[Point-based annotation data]
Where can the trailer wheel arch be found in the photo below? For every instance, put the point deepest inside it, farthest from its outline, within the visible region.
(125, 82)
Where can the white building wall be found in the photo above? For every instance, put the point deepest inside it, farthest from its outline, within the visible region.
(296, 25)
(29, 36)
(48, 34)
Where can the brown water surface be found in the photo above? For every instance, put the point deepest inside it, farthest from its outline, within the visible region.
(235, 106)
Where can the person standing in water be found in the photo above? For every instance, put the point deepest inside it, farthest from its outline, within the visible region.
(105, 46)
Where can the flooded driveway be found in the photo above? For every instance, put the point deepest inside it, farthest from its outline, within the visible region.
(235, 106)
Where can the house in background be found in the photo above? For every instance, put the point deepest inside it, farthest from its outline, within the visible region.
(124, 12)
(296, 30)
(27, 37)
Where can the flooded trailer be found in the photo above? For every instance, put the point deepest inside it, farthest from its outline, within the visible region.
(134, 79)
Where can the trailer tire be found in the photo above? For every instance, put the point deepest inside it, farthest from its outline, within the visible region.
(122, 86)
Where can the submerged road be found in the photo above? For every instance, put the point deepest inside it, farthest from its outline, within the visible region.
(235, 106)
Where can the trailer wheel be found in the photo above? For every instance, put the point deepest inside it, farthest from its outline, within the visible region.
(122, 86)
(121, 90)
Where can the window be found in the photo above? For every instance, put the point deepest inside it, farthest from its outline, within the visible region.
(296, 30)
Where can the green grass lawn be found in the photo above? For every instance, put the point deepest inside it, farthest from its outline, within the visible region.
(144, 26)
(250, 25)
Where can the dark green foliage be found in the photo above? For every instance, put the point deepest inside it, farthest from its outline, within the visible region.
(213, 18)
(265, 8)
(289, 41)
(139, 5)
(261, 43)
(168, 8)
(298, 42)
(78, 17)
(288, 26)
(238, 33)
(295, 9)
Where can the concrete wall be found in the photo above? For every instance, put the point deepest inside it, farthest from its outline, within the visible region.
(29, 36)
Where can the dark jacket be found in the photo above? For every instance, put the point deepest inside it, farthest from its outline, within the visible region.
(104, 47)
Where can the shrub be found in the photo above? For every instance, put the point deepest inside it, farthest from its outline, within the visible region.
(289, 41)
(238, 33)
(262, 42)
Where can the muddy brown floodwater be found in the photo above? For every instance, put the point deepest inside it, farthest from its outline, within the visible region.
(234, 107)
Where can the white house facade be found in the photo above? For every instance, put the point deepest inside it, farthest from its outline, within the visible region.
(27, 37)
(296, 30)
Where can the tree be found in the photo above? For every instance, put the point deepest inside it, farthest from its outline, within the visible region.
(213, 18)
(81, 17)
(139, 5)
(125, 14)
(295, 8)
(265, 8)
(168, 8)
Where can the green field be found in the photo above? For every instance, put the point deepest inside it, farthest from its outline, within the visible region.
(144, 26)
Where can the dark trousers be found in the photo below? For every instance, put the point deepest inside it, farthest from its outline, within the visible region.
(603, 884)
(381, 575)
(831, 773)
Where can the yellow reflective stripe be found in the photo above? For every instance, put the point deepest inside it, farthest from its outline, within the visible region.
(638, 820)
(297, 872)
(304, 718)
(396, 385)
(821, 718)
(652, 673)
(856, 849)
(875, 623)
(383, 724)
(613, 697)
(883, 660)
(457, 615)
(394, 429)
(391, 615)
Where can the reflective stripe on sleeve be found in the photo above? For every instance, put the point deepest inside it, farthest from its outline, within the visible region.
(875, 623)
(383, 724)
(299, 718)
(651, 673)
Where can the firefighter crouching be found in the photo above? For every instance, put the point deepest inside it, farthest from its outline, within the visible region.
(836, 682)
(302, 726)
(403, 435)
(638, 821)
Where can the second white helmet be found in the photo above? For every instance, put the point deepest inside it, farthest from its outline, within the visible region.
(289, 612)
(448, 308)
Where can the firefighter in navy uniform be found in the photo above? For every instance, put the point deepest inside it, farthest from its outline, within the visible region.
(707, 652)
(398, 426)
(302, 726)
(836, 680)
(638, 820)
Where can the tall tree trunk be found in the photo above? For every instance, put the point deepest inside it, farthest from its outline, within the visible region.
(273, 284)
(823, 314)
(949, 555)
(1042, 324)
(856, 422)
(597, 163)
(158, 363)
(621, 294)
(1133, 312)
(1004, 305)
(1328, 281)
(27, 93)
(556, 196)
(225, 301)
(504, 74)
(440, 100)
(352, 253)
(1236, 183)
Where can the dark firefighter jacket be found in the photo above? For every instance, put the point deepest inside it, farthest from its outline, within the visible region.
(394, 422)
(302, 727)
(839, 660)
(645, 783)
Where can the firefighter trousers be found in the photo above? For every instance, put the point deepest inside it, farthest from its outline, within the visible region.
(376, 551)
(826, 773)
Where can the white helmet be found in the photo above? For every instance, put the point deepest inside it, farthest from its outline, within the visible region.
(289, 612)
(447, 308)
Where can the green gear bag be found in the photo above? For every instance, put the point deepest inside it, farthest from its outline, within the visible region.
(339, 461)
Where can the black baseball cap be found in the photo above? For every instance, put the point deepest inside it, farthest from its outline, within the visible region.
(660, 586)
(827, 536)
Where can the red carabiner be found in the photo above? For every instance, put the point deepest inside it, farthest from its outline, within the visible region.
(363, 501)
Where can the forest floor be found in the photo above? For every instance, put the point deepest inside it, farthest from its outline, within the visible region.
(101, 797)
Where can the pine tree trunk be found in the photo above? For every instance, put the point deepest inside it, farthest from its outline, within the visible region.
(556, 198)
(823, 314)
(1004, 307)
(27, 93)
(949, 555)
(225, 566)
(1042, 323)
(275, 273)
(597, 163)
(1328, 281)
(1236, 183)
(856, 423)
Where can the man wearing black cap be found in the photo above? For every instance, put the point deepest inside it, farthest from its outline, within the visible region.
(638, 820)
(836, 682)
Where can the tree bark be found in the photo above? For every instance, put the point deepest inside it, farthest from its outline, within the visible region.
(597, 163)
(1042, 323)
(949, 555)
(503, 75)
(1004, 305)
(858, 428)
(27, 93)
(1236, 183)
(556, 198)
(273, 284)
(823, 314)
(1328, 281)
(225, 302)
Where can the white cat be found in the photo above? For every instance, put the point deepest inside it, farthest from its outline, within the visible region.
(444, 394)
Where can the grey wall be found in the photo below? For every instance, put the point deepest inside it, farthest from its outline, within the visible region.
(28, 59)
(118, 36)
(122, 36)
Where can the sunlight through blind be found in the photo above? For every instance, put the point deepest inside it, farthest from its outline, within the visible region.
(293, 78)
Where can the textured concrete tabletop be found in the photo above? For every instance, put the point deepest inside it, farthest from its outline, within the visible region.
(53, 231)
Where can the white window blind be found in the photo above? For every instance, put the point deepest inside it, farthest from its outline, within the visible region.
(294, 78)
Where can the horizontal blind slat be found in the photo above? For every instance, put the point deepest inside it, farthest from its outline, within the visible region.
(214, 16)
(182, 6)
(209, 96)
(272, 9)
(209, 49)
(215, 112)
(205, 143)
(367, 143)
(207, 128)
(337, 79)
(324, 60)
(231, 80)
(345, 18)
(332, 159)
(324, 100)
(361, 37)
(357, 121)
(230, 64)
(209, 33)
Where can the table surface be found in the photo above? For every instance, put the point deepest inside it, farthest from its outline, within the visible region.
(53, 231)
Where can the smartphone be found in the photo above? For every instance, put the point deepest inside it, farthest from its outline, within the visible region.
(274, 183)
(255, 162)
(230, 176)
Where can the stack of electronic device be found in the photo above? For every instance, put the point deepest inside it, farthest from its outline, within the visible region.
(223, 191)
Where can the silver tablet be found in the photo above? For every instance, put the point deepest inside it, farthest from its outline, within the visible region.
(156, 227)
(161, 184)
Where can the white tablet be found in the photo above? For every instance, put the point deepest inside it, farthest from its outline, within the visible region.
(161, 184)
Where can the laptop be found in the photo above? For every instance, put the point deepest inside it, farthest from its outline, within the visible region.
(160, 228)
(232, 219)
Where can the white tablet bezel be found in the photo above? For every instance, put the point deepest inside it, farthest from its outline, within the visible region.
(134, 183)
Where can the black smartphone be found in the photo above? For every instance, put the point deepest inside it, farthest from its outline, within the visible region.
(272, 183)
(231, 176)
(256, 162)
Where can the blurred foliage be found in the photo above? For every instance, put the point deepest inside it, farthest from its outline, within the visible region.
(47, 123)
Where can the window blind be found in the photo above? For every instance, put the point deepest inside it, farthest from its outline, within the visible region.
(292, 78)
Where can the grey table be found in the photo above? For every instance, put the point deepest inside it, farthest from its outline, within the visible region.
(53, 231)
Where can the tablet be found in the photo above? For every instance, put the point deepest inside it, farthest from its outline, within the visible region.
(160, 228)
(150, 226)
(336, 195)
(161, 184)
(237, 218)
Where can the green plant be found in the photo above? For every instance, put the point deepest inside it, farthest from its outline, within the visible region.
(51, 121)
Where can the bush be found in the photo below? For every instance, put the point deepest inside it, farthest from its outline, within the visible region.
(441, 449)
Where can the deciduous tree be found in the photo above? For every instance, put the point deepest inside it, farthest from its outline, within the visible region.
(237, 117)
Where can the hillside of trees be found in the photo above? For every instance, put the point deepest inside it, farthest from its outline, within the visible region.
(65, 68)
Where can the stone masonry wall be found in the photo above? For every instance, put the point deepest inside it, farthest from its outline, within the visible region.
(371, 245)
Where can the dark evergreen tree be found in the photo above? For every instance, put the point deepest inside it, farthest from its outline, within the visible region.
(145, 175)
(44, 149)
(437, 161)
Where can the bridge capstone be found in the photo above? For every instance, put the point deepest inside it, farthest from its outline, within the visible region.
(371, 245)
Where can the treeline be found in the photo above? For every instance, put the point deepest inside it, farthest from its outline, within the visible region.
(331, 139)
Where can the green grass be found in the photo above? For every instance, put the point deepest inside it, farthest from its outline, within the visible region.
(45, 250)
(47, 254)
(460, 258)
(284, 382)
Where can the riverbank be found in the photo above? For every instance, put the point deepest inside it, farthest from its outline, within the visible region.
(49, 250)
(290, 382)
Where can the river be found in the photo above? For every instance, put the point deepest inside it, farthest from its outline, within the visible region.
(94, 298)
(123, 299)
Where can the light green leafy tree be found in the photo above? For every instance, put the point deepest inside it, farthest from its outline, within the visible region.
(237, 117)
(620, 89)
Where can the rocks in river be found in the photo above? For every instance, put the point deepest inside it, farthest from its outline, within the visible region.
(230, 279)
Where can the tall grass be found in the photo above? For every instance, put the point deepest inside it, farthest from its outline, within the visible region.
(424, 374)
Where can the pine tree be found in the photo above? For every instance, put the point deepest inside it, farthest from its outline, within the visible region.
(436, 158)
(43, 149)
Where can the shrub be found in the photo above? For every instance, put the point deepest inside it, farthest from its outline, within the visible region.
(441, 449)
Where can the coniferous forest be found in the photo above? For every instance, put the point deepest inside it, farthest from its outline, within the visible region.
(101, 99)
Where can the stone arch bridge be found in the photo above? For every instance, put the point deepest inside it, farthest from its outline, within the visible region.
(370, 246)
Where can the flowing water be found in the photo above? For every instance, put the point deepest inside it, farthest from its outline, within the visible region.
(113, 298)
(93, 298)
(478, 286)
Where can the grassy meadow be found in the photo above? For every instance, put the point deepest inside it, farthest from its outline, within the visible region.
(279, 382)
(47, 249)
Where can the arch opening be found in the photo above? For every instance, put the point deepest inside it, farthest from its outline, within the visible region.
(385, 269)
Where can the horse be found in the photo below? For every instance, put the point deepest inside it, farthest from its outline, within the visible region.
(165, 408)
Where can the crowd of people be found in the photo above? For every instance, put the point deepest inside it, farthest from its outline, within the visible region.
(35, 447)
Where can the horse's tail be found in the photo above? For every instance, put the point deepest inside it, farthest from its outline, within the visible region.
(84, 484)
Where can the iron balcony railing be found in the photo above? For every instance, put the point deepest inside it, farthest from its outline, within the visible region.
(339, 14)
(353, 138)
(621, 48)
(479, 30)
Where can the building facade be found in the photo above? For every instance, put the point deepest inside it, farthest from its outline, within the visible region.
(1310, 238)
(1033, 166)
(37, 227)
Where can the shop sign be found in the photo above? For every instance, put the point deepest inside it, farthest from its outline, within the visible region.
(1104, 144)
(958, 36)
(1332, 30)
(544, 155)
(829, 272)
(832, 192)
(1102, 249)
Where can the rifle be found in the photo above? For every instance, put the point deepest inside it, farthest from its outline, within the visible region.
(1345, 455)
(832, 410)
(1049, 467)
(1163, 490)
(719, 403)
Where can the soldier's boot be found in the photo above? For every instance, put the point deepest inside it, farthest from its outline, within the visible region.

» WORK TO BE COMPLETED: Using the records above, please retype only the run of lines from the line holding "Where can the shop" through the last line, both ends included.

» TASK OUTPUT:
Where can the shop sign be found in the photo above? For every instance, put the point deepest inside it, farthest from its outline, within the visible region.
(1104, 144)
(958, 36)
(1332, 30)
(544, 155)
(829, 272)
(832, 192)
(1102, 249)
Where can the rifle be found in the photo above? For every instance, put the point deepest inside it, farthest from its outline, within the visible region.
(1345, 455)
(832, 410)
(1049, 467)
(1163, 490)
(719, 403)
Where can the soldier's boot be found in the photo above? For every instance, put the point deepest inside it, farthest from its outline, within the visible region.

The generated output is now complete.